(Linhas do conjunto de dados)

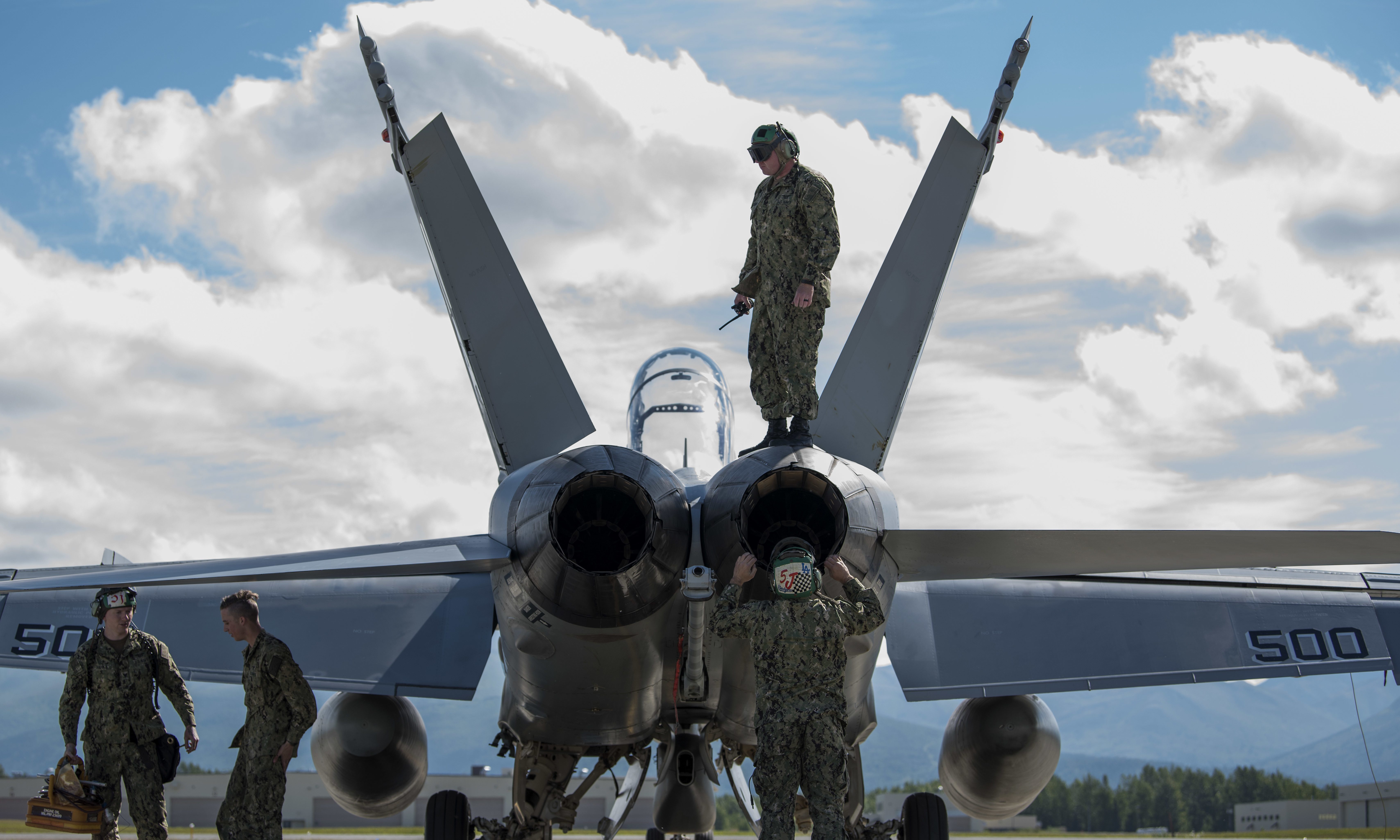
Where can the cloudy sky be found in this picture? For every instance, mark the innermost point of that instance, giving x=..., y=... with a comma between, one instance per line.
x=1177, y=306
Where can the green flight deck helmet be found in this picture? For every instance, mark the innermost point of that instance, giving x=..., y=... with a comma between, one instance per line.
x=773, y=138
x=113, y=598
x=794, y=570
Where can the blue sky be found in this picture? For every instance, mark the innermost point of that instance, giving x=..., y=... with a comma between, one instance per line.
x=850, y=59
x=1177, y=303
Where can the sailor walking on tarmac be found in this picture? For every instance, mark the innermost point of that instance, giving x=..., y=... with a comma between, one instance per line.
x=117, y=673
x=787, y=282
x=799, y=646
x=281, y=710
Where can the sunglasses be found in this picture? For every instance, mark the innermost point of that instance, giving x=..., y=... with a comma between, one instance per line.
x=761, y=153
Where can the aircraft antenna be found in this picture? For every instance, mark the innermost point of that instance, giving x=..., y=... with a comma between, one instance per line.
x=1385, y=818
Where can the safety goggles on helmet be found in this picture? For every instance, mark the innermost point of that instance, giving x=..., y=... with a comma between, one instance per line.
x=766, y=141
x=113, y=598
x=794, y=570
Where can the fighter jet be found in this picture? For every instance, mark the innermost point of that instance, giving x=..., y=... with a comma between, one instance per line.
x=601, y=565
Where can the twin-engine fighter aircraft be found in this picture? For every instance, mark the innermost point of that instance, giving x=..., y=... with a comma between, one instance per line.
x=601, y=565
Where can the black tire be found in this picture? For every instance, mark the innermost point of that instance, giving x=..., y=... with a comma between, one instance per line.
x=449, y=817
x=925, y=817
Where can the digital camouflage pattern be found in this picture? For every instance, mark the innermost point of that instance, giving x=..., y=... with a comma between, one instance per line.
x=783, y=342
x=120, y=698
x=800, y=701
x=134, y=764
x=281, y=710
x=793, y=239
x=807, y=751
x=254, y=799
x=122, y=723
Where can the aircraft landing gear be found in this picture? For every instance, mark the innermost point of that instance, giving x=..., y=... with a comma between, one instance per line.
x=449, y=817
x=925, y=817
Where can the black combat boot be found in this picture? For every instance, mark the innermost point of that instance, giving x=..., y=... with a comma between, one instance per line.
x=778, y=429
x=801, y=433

REQUISITOS DA TAREFA
Substitua "fighter jet" por "military jet" em todas as linhas acima e reproduza-as sem nenhuma outra alteração. Não inclua as imagens na resposta.

RESPOSTA ABAIXO
Where can the cloudy sky be found in this picture? For every instance, mark the innermost point of that instance, giving x=..., y=... with a comma between, one instance per line.
x=1177, y=306
Where can the green flight deck helmet be found in this picture? For every instance, mark the innermost point of that instance, giving x=..., y=... with a comma between, one instance per line.
x=773, y=138
x=113, y=598
x=794, y=570
Where can the blue sky be found in this picture? For every instance, mark the innermost point of that instance, giving x=..., y=... with a comma between, one instance per line.
x=850, y=59
x=1177, y=303
Where can the sailor walking on tarmac be found in this picture? For every instance, mark the innermost point of that instance, giving x=..., y=... with a comma between, one instance per line.
x=117, y=673
x=787, y=282
x=799, y=646
x=281, y=710
Where can the sunglasses be found in this picture? For every instance, mark the innermost point of that instance, giving x=..., y=... with a comma between, one instance per line.
x=761, y=153
Where can the aircraft antenna be found in this picture? For every instance, mark the innermost point of that instance, giving x=..., y=... with a comma between, one instance per line.
x=1385, y=818
Where can the safety goggles on helmet be found in this picture? For every instance, mark the innermost point of that instance, giving x=..., y=... with a comma between, one instance per line.
x=766, y=141
x=113, y=598
x=794, y=570
Where can the military jet be found in this picture? For every instance, mark the innermost point of that instance, giving x=..., y=... with a comma between, one instance per line.
x=601, y=565
Where can the twin-engine fighter aircraft be found in this picture? For every instance, mark the innermost point of that instance, giving x=..., y=... with a comma between, one instance per line.
x=601, y=565
Where can the black tire be found in this picture? For every instance, mark the innermost point of that instance, giving x=..., y=... with a comma between, one instance per line.
x=449, y=817
x=925, y=817
Where can the digital camouflage pattern be found in this picture? For every instance, mark the innermost point of that instance, giving x=..., y=... with a comma between, one instance per line.
x=783, y=342
x=120, y=698
x=800, y=701
x=134, y=764
x=281, y=710
x=793, y=239
x=807, y=751
x=254, y=799
x=122, y=723
Where can the aircraft landing gear be found in this picture? For every instance, mark the innermost point of that instance, giving x=..., y=... with a comma between, one instance per line.
x=449, y=817
x=925, y=817
Where can the black combat boot be found in this picture? For every instance, mark the innermost point of that instance, giving x=..., y=... with a comma between, one instance per line.
x=778, y=429
x=801, y=433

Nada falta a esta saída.